- _Source passage_:

>> begin

Specifically FASTOPs rely on the return thunk to preserve EFLAGS,
which not all of them can trivially do (call depth tracing suffers
here).

Objtool strenuously complains about things, therefore fix up the
various problems:

 - indirect call without a .rodata, fails to determine JUMP_TABLE,
   add an annotation for this.
 - fastop functions fall through, create an exception for this case
 - unreachable instruction after fastop_return, save/restore

Signed-off-by: Peter Zijlstra (Intel) <peterz@infradead.org>
---
 arch/x86/kvm/emulate.c              |   20 +++++++++++++++-----
 include/linux/objtool_types.h       |    1 +
 tools/include/linux/objtool_types.h |    1 +
 tools/objtool/check.c               |   11 ++++++++++-
 4 files changed, 27 insertions(+), 6 deletions(-)

--- a/arch/x86/kvm/emulate.c
+++ b/arch/x86/kvm/emulate.c
@@ -285,8 +285,8 @@ static void invalidate_registers(struct
  * different operand sizes can be reached by calculation, rather than a jump
  * table (which would be bigger than the code).
  *
- * The 16 byte alignment, considering 5 bytes for the RET thunk, 3 for ENDBR
- * and 1 for the straight line speculation INT3, leaves 7 bytes for the
+ * The 16 byte alignment, considering 5 bytes for the JMP, 4 for ENDBR
+ * and 1 for the straight line speculation INT3, leaves 6 bytes for the
  * body of the function.  Currently none is larger than 4.
  */
 static int fastop(struct x86_emulate_ctxt *ctxt, fastop_t fop);
@@ -304,7 +304,7 @@ static int fastop(struct x86_emulate_ctx
 	__FOP_FUNC(#name)
 
 #define __FOP_RET(name) \
-	"11: " ASM_RET \
+	"11: jmp fastop_return; int3 \n\t" \
 	".size " name ", .-" name "\n\t"
 
 #define FOP_RET(name) \
@@ -5044,14 +5044,24 @@ static void fetch_possible_mmx_operand(s
 		kvm_read_mmx_reg(op->addr.mm, &op->mm_val);
 }
 
-static int fastop(struct x86_emulate_ctxt *ctxt, fastop_t fop)
+/*
+ * All the FASTOP magic above relies on there being *one* instance of this
+ * so it can JMP back, avoiding RET and it's various thunks.
+ */
+static noinline int fastop(struct x86_emulate_ctxt *ctxt, fastop_t fop)

>> end

- _Written instruction A_: Please retype everything in the kernel patch from "Objtool strenuously complains" down to "annotation for this.".
- _Written instruction B_:
Answer these questions using the kernel patch:
(i) How many files does the patch change in total?
(ii) In the revised alignment comment, how many bytes are left for the body of the function?
(iii) According to the list of Objtool problems, what do fastop functions do?
The entries have no connection to the kernel patch above.

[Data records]
>> begin

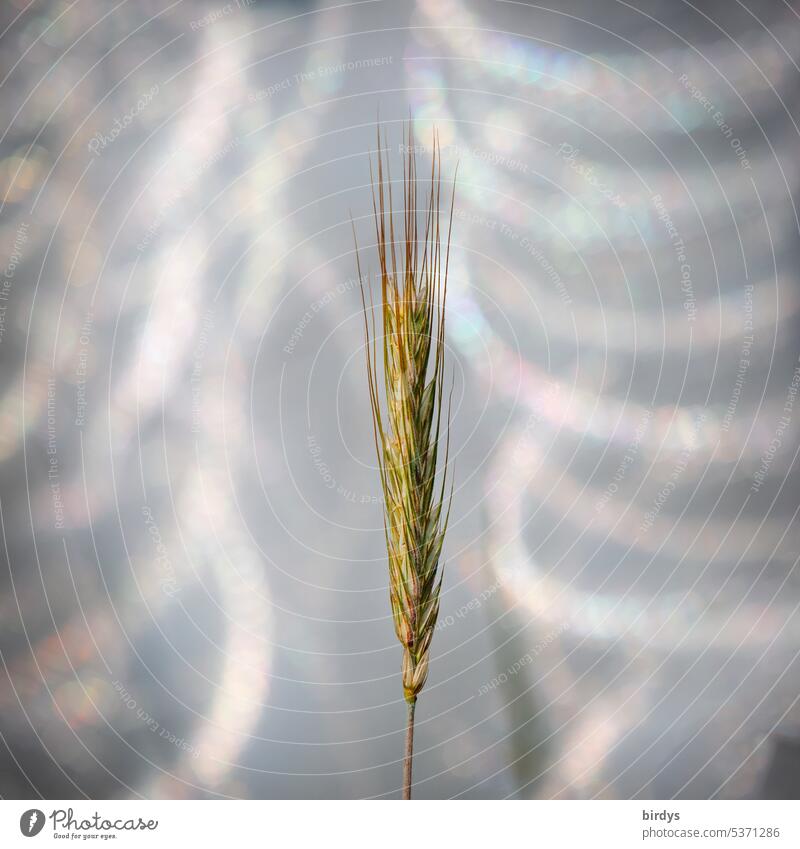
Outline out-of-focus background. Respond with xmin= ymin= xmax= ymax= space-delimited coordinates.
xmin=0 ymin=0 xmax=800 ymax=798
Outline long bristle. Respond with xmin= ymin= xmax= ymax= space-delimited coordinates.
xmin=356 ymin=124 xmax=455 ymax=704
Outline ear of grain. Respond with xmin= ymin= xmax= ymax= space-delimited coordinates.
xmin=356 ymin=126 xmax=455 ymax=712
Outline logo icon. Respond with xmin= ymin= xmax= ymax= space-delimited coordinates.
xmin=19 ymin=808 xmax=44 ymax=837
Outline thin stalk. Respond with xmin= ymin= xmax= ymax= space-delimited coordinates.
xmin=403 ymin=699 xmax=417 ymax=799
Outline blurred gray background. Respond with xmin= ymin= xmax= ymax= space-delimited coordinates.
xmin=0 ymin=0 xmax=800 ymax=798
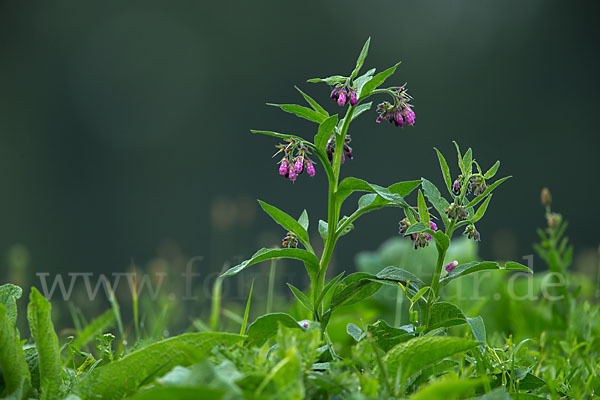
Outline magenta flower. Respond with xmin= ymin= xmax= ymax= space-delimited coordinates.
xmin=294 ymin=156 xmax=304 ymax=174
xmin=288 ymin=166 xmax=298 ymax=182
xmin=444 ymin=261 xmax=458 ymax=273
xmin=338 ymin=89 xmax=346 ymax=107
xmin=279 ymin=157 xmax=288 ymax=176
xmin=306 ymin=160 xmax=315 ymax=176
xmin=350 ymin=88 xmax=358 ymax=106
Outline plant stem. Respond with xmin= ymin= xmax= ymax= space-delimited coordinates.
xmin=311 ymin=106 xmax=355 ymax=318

>> end
>> begin

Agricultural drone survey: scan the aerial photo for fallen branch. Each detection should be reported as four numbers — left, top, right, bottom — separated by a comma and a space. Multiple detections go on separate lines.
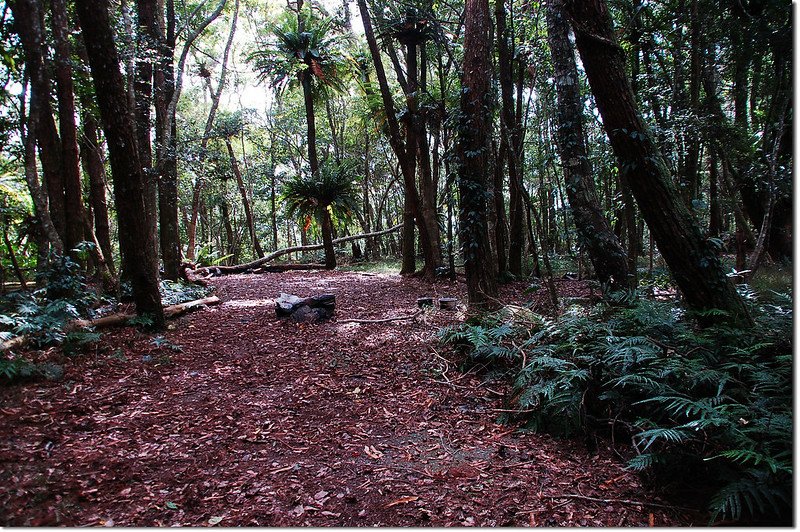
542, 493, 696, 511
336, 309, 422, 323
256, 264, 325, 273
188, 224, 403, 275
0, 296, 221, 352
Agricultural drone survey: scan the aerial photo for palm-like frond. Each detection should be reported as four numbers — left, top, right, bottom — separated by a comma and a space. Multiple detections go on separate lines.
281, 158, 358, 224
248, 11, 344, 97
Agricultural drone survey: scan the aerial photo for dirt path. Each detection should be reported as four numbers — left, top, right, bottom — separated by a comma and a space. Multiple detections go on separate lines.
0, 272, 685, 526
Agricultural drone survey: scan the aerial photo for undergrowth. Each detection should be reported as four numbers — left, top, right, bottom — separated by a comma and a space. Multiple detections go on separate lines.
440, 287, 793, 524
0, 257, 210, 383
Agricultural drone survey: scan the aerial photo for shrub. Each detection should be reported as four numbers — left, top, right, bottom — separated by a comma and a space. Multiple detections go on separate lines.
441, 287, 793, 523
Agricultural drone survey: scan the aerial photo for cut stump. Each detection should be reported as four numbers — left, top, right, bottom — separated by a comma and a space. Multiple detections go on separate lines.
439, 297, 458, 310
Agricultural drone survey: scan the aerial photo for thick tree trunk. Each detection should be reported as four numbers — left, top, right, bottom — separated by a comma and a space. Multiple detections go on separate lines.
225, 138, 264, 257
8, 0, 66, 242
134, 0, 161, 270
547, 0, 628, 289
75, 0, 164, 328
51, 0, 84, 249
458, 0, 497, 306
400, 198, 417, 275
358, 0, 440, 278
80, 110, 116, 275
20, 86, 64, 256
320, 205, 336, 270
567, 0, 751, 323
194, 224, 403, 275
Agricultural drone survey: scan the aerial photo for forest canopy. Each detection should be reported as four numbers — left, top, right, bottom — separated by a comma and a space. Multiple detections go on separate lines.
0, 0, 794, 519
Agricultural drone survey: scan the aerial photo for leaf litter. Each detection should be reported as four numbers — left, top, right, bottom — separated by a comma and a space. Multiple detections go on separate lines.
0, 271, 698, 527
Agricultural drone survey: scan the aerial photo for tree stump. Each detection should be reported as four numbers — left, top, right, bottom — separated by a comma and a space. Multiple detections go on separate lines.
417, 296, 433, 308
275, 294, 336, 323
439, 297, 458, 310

>> end

- _Task answer A_:
Objtool strenuously complains about things, therefore fix up the
various problems:

 - indirect call without a .rodata, fails to determine JUMP_TABLE,
   add an annotation for this.

- _Task answer B_:
(i) 4
(ii) 6
(iii) They fall through.